* Task
Every entry that follows needs to be repeated exactly.

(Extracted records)
⁂

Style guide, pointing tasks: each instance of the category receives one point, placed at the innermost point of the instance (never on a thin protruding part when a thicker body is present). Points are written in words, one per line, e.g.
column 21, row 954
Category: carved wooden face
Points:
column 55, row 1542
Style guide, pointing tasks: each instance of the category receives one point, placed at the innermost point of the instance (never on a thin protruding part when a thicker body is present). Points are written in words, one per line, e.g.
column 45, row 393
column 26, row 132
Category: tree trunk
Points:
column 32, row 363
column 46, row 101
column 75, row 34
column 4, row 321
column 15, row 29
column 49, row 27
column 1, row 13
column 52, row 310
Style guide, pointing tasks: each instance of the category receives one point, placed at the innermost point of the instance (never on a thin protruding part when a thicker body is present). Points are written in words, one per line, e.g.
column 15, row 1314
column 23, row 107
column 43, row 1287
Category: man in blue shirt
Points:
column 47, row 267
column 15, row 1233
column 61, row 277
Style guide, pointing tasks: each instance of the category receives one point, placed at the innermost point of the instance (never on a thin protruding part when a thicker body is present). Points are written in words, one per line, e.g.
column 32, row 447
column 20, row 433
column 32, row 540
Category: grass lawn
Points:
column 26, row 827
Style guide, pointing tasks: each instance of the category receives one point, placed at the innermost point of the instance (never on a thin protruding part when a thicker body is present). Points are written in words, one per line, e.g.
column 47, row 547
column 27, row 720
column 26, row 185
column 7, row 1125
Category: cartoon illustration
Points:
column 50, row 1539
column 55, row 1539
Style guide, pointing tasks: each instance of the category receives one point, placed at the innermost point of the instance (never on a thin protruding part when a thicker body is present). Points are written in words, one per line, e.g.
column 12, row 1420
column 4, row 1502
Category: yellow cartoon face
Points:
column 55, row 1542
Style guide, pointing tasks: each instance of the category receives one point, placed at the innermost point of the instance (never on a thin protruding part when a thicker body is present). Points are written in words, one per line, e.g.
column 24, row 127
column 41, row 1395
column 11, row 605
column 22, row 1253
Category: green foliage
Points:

⁂

* Answer for the task
Style guide, pointing tasks: each instance of the category receives one point, placed at the innermost point of the instance (never on a thin protruding part when a thicker body is present). Points are written in words, one per line, e.g.
column 21, row 954
Category: carved wooden face
Points:
column 55, row 1542
Style guide, pointing tasks: each instance of the category receives one point, placed at the innermost point of the instance (never on a thin protruding part when a thicker body is present). Points are written in words, one per line, e.g.
column 45, row 393
column 26, row 132
Category: tree trunk
Points:
column 32, row 363
column 46, row 101
column 75, row 34
column 4, row 321
column 15, row 29
column 49, row 27
column 1, row 13
column 52, row 310
Style guide, pointing tasks: each instance of the category receives one point, placed at the innermost point of the instance (never on a thin protruding part when a thicker body is present). Points are written in words, one per line, e.g.
column 15, row 1314
column 23, row 107
column 43, row 1287
Category: man in blue shirt
Points:
column 47, row 267
column 15, row 1233
column 61, row 277
Style guide, pointing tasks: each instance of the category receives one point, placed at the innermost point of the instance (never on a thin protruding part when a thicker body is present). Points are written in words, one per line, e.g.
column 32, row 447
column 20, row 433
column 32, row 540
Category: grass lawn
Points:
column 26, row 827
Style guide, pointing tasks: each instance of the category receives one point, placed at the innermost point of the instance (never on a thin protruding part when a thicker body is present). Points are written in words, one per line, e.g.
column 47, row 547
column 27, row 720
column 26, row 185
column 7, row 1125
Category: cartoon illustration
Points:
column 50, row 1539
column 55, row 1539
Style guide, pointing tasks: each instance of the category receives one point, placed at the innermost point of the instance (never on a thin protruding part when a thicker body is present). Points are written in words, one per line, e.g.
column 12, row 1420
column 4, row 1502
Category: yellow cartoon face
Points:
column 55, row 1542
Style guide, pointing tasks: each instance of the category receives one point, placed at the innermost point of the instance (never on a thin protruding part when a thicker body is present). Points are written in words, one per line, e.g.
column 24, row 127
column 41, row 1395
column 11, row 605
column 22, row 1253
Category: green foliage
Points:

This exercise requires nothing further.